Lihat ke Halaman Asli

Shella 'Ambruk' di Tangan Guru Itu

Diperbarui: 24 Juni 2015   04:26

Kompasiana adalah platform blog. Konten ini menjadi tanggung jawab bloger dan tidak mewakili pandangan redaksi Kompas.

Gadget. Sumber ilustrasi: PEXELS/ThisIsEngineering

Kekejaman itu berlangsung di depan mataku. Hari ini di sebuah sekolah yang menjadi surgaku. Siswi SMP itu dipukul hingga 'ambruk' oleh seorang guru perempuan yang berusia sekitar 60 tahun.

Selain mengajar guru itu juga menjadi penjaga perpustakaan bersama perempuan yang masih muda. Sebagai guru berpengalaman seharusnya ia bisa menjadi contoh bagi siswa. Menceritakan kejelekan orang lain dan membanggakan keturunan (sepupu berpangkat) adalah kebiasaannya di pusat ilmu itu. Kebiasaan itu niscaya menggiring orang lain menilai 'buruk' pada dirinya. Kata-kata yang demikian terdengar seperti teriakan dari mulutnya hampir setiap hari di perpustakaan. Para siswa sudah terbiasa mendengar hal itu. Secara langsung guru tersebut menanam citra buruk pada dirinya sendiri.

·····

TUGAS WAJIB -
- 1) Cek apakah pernyataan (a), (b), dan (c) ini sesuai dengan tulisan tentang kejadian di sekolah. Jawab ya atau tidak untuk masing-masing, lalu kutip kata-kata dari tulisan itu yang menjadi penentunya. (a) Guru yang memukul siswi itu berusia sekitar 60 tahun. (b) Guru itu menjaga perpustakaan seorang diri. (c) Para siswa kaget setiap kali mendengar teriakan guru itu.
- 2) Sambung tulisan tentang kejadian di sekolah itu, mulai sesudah kalimat terakhirnya.
Item-item di bawah tidak diperlukan sama sekali.

·····

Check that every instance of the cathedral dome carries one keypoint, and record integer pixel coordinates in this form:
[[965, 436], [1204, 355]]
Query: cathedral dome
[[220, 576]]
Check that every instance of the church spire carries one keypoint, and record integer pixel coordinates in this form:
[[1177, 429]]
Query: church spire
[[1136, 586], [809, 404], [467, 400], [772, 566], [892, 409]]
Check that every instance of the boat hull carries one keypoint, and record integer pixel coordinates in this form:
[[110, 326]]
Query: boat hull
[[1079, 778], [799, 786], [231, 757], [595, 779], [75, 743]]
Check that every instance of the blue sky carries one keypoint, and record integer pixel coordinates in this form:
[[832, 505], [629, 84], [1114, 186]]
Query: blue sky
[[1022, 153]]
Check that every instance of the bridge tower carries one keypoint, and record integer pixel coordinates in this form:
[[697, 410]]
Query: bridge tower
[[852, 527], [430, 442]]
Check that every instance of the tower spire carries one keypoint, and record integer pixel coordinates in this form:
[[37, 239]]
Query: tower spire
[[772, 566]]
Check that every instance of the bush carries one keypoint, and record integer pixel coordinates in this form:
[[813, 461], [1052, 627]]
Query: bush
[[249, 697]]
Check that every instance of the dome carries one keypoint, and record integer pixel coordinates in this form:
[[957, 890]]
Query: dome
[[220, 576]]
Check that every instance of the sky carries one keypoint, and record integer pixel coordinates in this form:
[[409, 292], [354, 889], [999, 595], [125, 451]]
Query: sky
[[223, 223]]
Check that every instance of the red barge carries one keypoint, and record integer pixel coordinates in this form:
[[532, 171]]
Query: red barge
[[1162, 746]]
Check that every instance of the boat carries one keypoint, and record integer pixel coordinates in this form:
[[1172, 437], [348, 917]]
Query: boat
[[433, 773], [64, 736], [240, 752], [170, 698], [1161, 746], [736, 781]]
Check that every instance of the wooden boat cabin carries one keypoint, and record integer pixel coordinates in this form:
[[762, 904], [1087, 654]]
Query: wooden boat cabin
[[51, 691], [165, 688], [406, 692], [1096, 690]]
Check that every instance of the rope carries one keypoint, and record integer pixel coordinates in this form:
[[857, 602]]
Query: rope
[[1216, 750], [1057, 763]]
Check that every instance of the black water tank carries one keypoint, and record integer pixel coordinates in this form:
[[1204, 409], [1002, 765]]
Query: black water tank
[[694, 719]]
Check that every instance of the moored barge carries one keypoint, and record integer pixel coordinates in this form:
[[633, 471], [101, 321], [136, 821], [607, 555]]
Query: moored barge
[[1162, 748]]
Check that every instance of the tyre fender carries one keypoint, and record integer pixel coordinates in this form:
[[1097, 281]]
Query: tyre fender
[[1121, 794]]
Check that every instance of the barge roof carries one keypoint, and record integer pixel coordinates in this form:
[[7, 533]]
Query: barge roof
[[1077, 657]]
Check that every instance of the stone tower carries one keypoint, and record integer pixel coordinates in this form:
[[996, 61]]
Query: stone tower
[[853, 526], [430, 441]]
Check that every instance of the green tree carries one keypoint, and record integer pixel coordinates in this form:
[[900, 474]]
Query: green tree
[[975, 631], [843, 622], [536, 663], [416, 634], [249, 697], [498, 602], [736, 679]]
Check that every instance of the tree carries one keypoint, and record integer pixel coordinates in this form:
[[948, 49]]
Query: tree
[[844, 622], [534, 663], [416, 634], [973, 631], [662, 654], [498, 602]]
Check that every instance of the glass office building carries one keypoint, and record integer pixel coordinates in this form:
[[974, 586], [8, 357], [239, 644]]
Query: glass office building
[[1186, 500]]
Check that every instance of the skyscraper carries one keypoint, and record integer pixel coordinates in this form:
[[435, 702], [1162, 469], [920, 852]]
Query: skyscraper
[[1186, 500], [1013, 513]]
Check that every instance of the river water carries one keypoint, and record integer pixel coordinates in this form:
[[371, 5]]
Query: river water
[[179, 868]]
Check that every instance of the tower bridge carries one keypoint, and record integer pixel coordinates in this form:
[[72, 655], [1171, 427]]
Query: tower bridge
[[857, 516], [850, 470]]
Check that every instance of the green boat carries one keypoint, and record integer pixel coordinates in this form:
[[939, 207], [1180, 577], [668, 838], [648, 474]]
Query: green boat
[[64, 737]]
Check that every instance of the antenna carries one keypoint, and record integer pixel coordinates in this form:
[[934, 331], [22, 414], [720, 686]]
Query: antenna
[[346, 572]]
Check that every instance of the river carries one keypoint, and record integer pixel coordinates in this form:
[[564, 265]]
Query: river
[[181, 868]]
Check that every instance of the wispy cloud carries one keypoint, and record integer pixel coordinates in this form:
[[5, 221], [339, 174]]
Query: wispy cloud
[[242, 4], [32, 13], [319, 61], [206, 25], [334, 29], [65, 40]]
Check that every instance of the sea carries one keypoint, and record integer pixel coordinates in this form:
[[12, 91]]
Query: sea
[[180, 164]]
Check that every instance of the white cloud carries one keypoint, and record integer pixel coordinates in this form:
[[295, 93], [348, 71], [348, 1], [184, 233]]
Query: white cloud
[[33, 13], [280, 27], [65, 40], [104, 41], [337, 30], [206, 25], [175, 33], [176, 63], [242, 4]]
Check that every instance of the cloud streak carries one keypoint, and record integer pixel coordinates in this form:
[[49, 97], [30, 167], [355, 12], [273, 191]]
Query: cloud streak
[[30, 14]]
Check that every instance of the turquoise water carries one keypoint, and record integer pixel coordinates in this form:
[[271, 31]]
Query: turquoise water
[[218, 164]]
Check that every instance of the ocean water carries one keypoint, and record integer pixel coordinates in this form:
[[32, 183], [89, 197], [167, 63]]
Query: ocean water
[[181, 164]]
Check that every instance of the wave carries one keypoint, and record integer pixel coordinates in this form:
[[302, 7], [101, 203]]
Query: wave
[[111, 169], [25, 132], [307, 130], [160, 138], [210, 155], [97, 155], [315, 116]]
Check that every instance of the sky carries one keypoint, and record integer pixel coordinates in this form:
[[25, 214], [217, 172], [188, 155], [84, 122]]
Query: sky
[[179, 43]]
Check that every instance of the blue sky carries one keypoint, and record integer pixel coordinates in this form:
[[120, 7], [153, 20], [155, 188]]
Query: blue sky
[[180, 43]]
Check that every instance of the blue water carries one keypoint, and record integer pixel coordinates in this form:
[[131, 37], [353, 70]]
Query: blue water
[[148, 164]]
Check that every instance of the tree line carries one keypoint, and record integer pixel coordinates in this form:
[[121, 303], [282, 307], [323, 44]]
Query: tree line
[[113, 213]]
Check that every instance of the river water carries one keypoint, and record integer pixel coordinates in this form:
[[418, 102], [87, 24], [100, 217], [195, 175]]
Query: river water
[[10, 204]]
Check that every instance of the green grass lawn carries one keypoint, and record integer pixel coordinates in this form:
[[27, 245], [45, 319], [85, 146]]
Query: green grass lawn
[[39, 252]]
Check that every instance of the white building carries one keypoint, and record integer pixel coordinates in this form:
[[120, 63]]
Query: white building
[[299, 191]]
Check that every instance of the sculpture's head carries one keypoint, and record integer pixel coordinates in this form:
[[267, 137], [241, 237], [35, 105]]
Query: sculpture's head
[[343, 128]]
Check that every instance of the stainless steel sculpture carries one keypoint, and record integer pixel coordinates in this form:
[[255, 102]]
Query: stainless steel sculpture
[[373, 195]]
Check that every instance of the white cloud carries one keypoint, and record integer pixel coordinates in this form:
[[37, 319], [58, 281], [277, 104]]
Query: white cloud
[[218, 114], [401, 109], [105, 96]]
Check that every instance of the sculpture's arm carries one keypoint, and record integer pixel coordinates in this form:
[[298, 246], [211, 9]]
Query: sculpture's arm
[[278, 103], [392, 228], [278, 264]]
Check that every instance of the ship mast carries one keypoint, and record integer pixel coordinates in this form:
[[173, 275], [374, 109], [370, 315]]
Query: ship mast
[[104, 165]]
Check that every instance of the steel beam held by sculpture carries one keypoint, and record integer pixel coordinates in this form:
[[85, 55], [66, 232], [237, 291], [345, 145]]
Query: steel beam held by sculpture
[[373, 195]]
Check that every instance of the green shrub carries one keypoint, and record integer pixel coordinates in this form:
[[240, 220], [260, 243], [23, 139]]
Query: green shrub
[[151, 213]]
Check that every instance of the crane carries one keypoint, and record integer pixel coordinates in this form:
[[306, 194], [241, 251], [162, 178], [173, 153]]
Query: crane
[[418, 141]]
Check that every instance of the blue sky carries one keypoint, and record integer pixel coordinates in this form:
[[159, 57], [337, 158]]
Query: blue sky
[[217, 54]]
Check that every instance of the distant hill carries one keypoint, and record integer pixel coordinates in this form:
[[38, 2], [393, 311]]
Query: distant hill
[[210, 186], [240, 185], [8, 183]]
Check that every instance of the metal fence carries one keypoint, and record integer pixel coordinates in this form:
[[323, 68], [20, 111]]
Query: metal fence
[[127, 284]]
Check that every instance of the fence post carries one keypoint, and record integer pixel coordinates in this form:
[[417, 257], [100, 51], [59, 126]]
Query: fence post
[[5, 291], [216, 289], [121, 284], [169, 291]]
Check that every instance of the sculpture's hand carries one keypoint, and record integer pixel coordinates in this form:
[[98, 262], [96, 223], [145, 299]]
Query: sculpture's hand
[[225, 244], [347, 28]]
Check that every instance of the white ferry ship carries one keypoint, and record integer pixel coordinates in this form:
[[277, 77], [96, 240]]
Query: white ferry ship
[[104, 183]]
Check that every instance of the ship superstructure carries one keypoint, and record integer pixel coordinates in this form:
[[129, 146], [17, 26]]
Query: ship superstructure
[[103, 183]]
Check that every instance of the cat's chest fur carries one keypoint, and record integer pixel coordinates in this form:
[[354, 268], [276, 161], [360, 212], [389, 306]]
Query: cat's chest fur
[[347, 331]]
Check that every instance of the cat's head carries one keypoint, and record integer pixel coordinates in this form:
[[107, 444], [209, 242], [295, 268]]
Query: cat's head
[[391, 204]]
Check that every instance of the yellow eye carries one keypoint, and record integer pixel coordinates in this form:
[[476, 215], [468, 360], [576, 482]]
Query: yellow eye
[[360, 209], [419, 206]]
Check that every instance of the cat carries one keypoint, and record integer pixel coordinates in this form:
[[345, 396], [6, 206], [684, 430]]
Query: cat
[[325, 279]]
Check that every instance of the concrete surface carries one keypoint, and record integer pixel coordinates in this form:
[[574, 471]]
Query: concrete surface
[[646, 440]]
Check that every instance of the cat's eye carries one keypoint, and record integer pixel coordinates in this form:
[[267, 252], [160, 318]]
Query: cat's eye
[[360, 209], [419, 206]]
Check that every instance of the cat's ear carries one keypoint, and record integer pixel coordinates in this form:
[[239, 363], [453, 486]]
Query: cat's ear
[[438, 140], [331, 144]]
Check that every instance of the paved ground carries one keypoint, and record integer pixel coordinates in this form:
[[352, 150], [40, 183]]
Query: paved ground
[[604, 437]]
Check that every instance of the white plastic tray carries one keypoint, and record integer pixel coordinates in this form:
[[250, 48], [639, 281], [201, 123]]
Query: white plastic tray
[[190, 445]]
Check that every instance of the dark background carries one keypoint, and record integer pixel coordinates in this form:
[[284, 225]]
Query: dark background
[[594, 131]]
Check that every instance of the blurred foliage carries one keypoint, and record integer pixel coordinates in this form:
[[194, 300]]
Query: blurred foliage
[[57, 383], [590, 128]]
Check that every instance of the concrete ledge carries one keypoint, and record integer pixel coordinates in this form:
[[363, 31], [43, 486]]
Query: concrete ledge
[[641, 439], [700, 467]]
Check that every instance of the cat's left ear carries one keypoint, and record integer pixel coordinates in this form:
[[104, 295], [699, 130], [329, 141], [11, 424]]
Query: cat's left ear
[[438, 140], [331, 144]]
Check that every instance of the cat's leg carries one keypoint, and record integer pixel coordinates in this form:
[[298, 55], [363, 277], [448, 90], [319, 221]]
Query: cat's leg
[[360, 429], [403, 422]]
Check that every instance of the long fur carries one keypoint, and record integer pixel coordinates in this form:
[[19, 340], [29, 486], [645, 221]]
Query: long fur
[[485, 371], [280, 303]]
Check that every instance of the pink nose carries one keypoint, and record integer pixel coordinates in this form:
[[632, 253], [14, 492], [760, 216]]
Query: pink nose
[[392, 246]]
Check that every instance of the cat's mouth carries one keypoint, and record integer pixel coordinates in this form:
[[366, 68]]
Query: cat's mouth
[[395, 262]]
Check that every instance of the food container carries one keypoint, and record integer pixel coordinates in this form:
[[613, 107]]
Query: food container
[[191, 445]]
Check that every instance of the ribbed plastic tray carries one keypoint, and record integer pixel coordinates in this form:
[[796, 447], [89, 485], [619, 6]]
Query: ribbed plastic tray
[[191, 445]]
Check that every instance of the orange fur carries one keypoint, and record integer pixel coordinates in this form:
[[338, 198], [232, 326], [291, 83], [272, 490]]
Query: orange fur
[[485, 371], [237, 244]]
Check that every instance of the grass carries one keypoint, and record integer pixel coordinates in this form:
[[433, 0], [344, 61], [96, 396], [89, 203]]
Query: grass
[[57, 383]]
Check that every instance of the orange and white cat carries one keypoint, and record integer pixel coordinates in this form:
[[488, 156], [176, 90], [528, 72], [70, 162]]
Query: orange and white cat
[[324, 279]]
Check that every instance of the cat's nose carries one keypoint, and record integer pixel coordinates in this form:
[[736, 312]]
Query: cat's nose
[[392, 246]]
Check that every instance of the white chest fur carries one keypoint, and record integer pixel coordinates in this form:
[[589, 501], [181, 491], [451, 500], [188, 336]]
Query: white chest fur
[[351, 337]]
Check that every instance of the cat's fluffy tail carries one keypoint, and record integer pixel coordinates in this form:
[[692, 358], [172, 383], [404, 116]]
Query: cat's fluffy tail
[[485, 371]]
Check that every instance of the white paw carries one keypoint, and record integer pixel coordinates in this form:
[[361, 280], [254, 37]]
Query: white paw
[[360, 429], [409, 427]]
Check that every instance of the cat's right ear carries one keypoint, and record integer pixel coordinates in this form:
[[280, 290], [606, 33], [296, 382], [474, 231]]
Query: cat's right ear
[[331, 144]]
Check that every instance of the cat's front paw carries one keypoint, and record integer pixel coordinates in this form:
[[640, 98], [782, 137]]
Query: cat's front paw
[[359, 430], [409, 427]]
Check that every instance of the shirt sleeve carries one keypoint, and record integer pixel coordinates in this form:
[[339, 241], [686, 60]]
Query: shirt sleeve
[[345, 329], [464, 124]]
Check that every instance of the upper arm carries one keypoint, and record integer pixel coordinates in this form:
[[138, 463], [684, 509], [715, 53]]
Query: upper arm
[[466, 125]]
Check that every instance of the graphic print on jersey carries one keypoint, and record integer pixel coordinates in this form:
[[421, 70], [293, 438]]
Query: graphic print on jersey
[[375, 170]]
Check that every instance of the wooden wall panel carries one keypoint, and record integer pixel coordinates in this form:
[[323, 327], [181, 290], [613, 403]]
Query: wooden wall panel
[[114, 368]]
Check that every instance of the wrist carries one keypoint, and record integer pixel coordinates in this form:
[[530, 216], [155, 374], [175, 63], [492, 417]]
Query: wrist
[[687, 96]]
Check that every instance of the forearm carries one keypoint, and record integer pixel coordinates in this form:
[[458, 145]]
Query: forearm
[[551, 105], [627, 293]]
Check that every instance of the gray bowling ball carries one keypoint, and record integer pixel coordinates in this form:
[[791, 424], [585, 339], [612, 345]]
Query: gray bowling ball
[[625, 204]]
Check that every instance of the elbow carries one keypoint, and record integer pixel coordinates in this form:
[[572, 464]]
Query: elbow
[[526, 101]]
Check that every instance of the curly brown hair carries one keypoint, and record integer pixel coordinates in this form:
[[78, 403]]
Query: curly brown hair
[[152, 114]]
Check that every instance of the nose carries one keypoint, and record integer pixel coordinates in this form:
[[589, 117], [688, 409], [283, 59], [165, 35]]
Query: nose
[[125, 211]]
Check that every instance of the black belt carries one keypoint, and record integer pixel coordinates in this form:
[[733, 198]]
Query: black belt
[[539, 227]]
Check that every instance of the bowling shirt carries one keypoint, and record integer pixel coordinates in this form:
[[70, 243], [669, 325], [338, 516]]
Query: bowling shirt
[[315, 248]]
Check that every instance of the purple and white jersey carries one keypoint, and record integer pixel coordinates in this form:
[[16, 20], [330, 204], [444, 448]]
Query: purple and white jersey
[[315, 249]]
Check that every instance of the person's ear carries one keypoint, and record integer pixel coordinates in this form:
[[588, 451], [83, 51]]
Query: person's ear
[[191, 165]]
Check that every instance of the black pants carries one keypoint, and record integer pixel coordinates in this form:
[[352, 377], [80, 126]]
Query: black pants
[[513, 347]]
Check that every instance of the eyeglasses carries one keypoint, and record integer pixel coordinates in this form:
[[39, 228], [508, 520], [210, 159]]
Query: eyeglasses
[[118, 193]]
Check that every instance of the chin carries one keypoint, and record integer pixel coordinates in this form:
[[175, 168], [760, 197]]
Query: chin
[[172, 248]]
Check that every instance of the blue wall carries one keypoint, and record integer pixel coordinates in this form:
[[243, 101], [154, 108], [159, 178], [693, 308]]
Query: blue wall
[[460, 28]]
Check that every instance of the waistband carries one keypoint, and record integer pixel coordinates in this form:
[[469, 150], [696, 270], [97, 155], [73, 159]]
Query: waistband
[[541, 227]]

·····

JAWABAN -
- 1)
(a) Ya: "seorang guru perempuan yang berusia sekitar 60 tahun"
(b) Tidak: "juga menjadi penjaga perpustakaan bersama perempuan yang masih muda"
(c) Tidak: "Para siswa sudah terbiasa mendengar hal itu."

- 2)
Shella Nur Afifah adalah Ketua OSIS SMP Babussalam Selayar. Gadis remaja ini dipilih karena kepribadiaannya dan kecerdasannya.

Shella memiliki penyakit yang menindih dadanya. Kadang-kadang dia pingsan jika rasa sakit itu datang. Shella sesungguhnya sedang bertarung melawan penyakit maut. Dan hari ini guru itu memukul dada Shella, yang membuat Shella terkapar. Untung seorang temannya cepat menahan tubuhnya. Dia membawa Shella ke samping perpustakaan yang terus menangis dan memegang dadanya yang sakit. Shella tidak sanggup berdiri, bahkan tidak sanggup duduk. Teman yang memapahnya itu terus menahan Shella sambil berjongkok.

Shella mau minum. Aku hendak mengeluarkan uang untuk membelikan dia minuman, temannya yang menahan tubuhnya itu langsung mengeluarkan uang dari kantong bajunya.

"Ada uangku!" kata temannya sambil menyerahkan uang Rp 20.000 kepada seorang siswa yang diminta untuk membeli air.

Seorang sahabat yang luar biasa.

"Kenapa dia?" Ibu Suri, seorang penjaga perpustakaan muncul.

"Dia dipukul guru itu (aku menyebut nama guru itu)!" kataku keras.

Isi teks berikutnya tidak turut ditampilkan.